● Short task: Lay out all of the data below as a two-column CSV headed input and output, with one row for each text and its answer. Put each field in quotes with its line breaks turned into spaces, and leave the pictures out.

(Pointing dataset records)
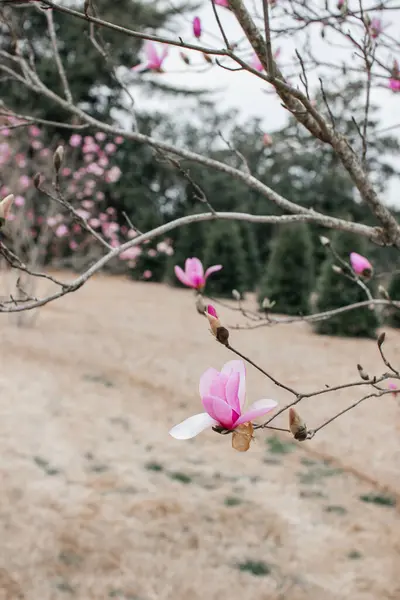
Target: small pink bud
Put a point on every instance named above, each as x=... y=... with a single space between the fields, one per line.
x=197 y=27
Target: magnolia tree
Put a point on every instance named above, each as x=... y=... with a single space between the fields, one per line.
x=360 y=34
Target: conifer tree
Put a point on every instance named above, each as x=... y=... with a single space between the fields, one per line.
x=289 y=275
x=335 y=290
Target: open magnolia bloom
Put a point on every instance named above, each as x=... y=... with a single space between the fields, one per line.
x=154 y=61
x=360 y=265
x=193 y=275
x=223 y=396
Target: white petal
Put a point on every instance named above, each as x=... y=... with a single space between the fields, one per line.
x=237 y=366
x=192 y=426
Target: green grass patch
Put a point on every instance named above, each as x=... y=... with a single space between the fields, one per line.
x=380 y=499
x=259 y=568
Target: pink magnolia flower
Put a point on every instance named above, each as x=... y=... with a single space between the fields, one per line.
x=193 y=275
x=360 y=264
x=19 y=200
x=61 y=230
x=394 y=84
x=224 y=3
x=34 y=131
x=113 y=174
x=130 y=253
x=110 y=148
x=37 y=145
x=375 y=28
x=24 y=181
x=223 y=396
x=154 y=60
x=75 y=140
x=197 y=27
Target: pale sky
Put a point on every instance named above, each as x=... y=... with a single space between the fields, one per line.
x=245 y=92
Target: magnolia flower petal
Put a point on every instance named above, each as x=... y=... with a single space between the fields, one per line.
x=212 y=270
x=206 y=380
x=140 y=67
x=194 y=266
x=181 y=275
x=151 y=52
x=192 y=426
x=232 y=392
x=257 y=409
x=219 y=410
x=239 y=367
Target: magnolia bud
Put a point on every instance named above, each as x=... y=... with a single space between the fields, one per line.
x=242 y=436
x=200 y=305
x=362 y=373
x=37 y=180
x=297 y=426
x=5 y=206
x=58 y=158
x=185 y=58
x=383 y=292
x=381 y=339
x=267 y=304
x=324 y=240
x=222 y=335
x=236 y=295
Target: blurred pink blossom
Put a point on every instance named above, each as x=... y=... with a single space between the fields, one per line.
x=153 y=60
x=113 y=174
x=223 y=395
x=197 y=27
x=75 y=140
x=224 y=3
x=130 y=253
x=61 y=230
x=34 y=131
x=19 y=201
x=24 y=181
x=360 y=264
x=88 y=204
x=37 y=144
x=193 y=275
x=110 y=148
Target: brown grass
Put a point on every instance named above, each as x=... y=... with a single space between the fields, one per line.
x=97 y=501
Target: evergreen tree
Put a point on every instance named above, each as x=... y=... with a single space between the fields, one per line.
x=393 y=318
x=253 y=263
x=335 y=290
x=188 y=243
x=289 y=275
x=224 y=246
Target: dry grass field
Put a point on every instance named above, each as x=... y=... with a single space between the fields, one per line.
x=98 y=501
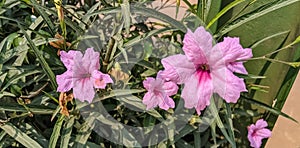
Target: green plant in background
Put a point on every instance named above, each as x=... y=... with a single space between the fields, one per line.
x=132 y=37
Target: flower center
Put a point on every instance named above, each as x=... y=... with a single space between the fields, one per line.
x=88 y=75
x=203 y=73
x=203 y=67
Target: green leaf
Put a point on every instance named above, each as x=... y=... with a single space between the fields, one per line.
x=268 y=38
x=56 y=132
x=42 y=60
x=113 y=93
x=268 y=108
x=35 y=109
x=17 y=77
x=20 y=136
x=146 y=35
x=251 y=17
x=158 y=15
x=135 y=103
x=182 y=143
x=45 y=17
x=186 y=130
x=223 y=11
x=125 y=11
x=85 y=131
x=67 y=131
x=212 y=107
x=146 y=12
x=229 y=122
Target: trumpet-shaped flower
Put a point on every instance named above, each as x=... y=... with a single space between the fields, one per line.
x=206 y=69
x=82 y=74
x=159 y=92
x=257 y=132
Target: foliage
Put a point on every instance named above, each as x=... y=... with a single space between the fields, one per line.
x=132 y=37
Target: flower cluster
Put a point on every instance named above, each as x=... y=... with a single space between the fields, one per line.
x=82 y=74
x=204 y=69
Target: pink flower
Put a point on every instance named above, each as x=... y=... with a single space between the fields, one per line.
x=258 y=132
x=206 y=69
x=82 y=74
x=159 y=93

● Right answer:
input,output
"Target: small pink bud Put a point on every instance named above, each as x=... y=... with a single space between the fields, one per line.","x=197 y=27"
"Target: magnolia tree Put a point on every instance named above, each as x=... y=... with a single space between the fields, one per line.","x=360 y=34"
"Target: conifer tree Put a point on every instance named above, each as x=... y=... with a single space between the fields, one per line.","x=289 y=275 x=335 y=290"
"Target: open magnolia bloom Put a point on every instance named above, each as x=... y=... with a single space between the fields, one per line.","x=154 y=61 x=360 y=265 x=193 y=275 x=223 y=396"
"Target: white petal Put a point on every instance named above, each as x=... y=... with a single space between the fields, one per line.","x=237 y=366 x=192 y=426"
"Target: green grass patch Put a point on every instance named above, each as x=... y=... with a single space between the fields, one per line.","x=380 y=499 x=259 y=568"
"Target: pink magnolia flower Put a point on every instance named above, each as x=... y=... with a single space between the fields, one per line.","x=193 y=275 x=360 y=264 x=19 y=200 x=61 y=230 x=394 y=84 x=224 y=3 x=34 y=131 x=113 y=174 x=130 y=253 x=110 y=148 x=37 y=145 x=375 y=28 x=24 y=181 x=223 y=396 x=154 y=60 x=75 y=140 x=197 y=27"
"Target: pale sky Put a point on every instance named above, each as x=... y=... with a single space between the fields, one per line.","x=245 y=92"
"Target: magnolia flower petal Put a point on every instance named above, each as x=... y=... with a single space between the fields, one per line.","x=212 y=270 x=206 y=380 x=140 y=67 x=194 y=266 x=181 y=275 x=151 y=52 x=192 y=426 x=232 y=392 x=257 y=409 x=219 y=410 x=239 y=367"
"Target: magnolia bud Put a point on every instance named above, each as x=... y=... with a single space between the fields, one per line.","x=242 y=436 x=200 y=305 x=362 y=373 x=37 y=180 x=297 y=426 x=5 y=206 x=58 y=158 x=185 y=58 x=383 y=292 x=381 y=339 x=267 y=304 x=324 y=240 x=222 y=335 x=236 y=295"
"Target: blurred pink blossom Put a point on every instance named above, each as x=... y=... with a single space between the fields, one per line.","x=153 y=60 x=113 y=174 x=223 y=395 x=197 y=27 x=75 y=140 x=224 y=3 x=130 y=253 x=61 y=230 x=34 y=131 x=19 y=201 x=24 y=181 x=360 y=264 x=88 y=204 x=37 y=144 x=193 y=275 x=110 y=148"
"Target: brown grass Put a point on every instance named above, each as x=... y=... with a single space between the fields, one per line.","x=97 y=501"
"Target: evergreen tree Put a point on every instance named above, each as x=... y=... with a single space between the fields, one per line.","x=393 y=318 x=253 y=263 x=335 y=290 x=188 y=243 x=289 y=275 x=224 y=246"
"Target: dry grass field Put a point on every instance named above, each as x=... y=... with a single space between the fields, one per line.","x=98 y=501"
"Target: green plant in background Put a point on every instance named above, each as x=... y=... with a single space between the fields, one per line.","x=132 y=37"
"Target: flower center Put a point on every instance named above, each as x=... y=... with a single space between the fields, one per line.","x=88 y=75 x=203 y=73 x=203 y=67"
"Target: green leaf Put a point on every instance named above, each as x=... y=... with a single space between the fields, one per line.","x=268 y=38 x=56 y=132 x=42 y=60 x=113 y=93 x=268 y=108 x=35 y=109 x=17 y=77 x=20 y=136 x=146 y=35 x=251 y=17 x=158 y=15 x=135 y=103 x=182 y=143 x=45 y=17 x=186 y=130 x=223 y=11 x=125 y=11 x=85 y=131 x=67 y=131 x=212 y=107 x=146 y=12 x=229 y=122"
"Target: trumpet-shaped flower Put a point on every instance named above, each as x=... y=... with a single space between the fields, one per line.","x=206 y=69 x=82 y=74 x=159 y=92 x=257 y=132"
"Target: foliage Put a point on every instance named above, each as x=... y=... with a single space between the fields, one per line.","x=132 y=37"
"Target: flower cluster Put a point on every instance named above, each as x=... y=... with a single space between the fields, one per line.","x=82 y=74 x=204 y=69"
"Target: pink flower Put a point on every instance named above, each as x=... y=... with a single space between the fields, one per line.","x=258 y=132 x=206 y=69 x=82 y=74 x=159 y=93"